--- START ---
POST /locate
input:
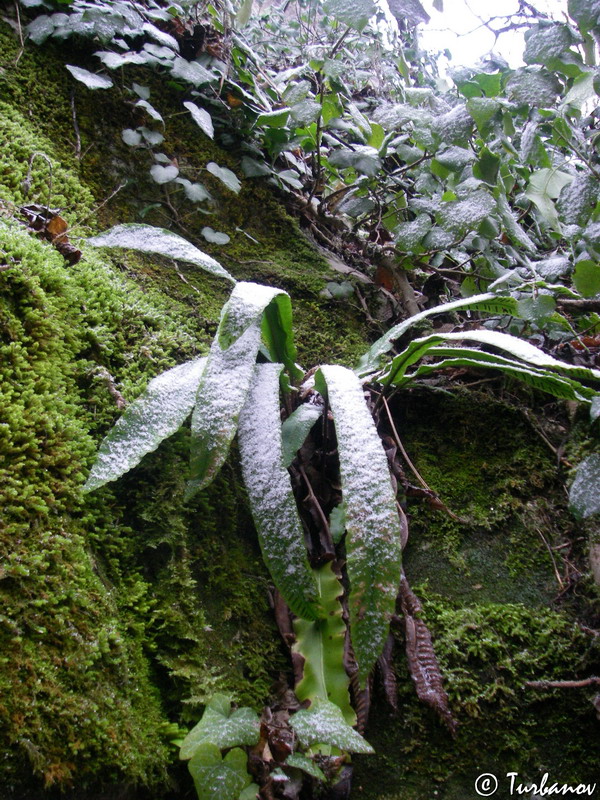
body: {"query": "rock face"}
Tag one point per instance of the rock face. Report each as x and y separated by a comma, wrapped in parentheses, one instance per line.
(122, 612)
--- END ---
In your copy, omit the pictures and restate every line of the data word for word.

POST /locate
input:
body: {"query": "rock face"}
Tag one point per instance of the rock face. Report each as x and y separated by a comma, wrapped in parentheses, one instance per line.
(122, 612)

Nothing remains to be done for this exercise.